— INFORMATION SUPPLIED —
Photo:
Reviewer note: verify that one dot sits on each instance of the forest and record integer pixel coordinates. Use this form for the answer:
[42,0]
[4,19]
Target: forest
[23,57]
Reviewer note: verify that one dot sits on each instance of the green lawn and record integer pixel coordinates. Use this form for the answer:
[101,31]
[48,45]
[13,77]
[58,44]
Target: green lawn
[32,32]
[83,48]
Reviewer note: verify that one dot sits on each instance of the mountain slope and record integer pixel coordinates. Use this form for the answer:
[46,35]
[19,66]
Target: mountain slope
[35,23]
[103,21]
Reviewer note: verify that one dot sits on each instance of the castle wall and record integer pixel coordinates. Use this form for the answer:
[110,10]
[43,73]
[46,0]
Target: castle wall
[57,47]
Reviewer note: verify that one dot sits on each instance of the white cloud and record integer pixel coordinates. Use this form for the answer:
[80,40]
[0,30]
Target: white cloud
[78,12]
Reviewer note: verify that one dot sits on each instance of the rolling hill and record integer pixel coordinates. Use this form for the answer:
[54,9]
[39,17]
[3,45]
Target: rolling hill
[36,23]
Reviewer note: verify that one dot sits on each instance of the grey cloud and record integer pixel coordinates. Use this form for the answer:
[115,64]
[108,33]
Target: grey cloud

--

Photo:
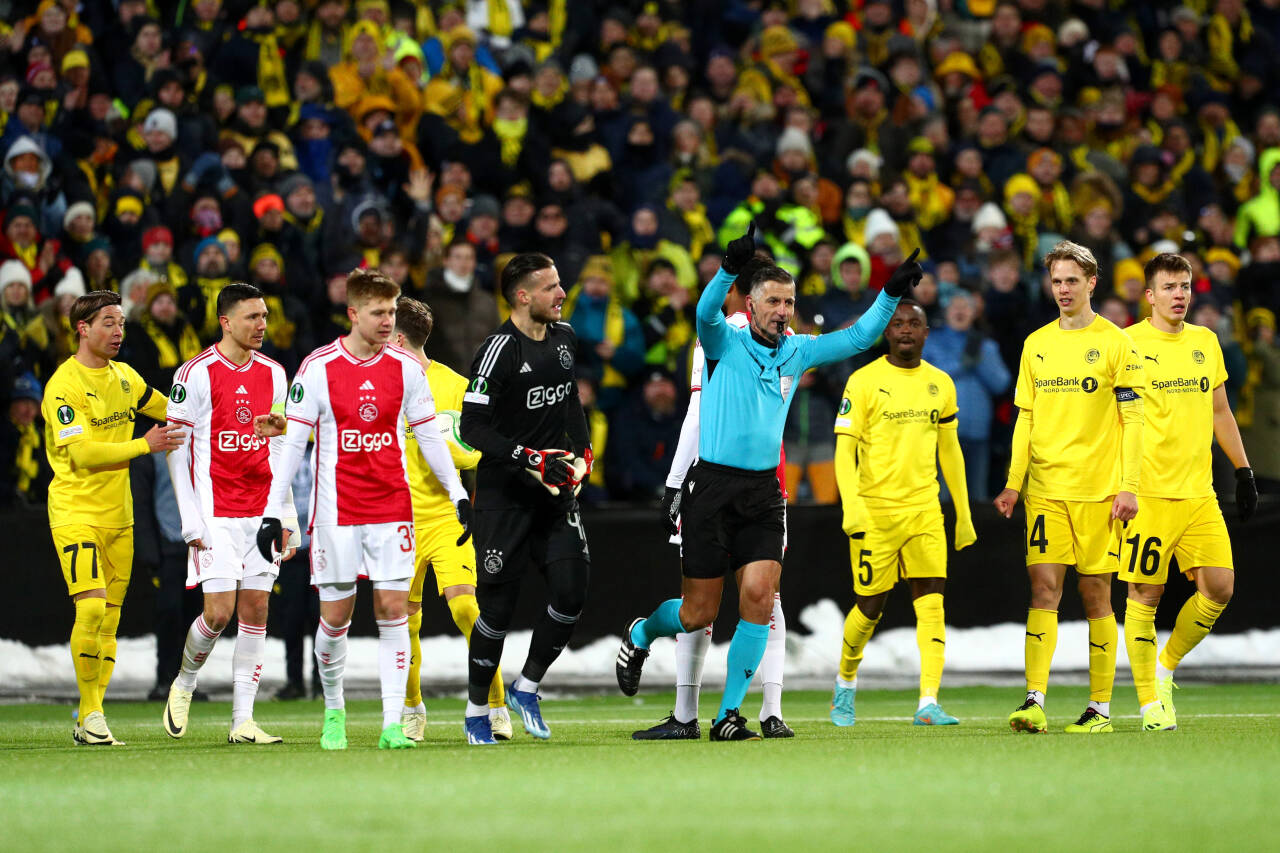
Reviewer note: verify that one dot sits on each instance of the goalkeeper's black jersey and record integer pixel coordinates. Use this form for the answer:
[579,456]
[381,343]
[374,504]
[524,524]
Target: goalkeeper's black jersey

— TASK DETAILS —
Each line of the listing that includes the word "grey" should be copied out.

— ANSWER TO THE EXERCISE —
Reviewer note: verify that one dot sits on each instance of the grey cloud and record integer pixel coordinates. Use this form for the answer:
Target: grey cloud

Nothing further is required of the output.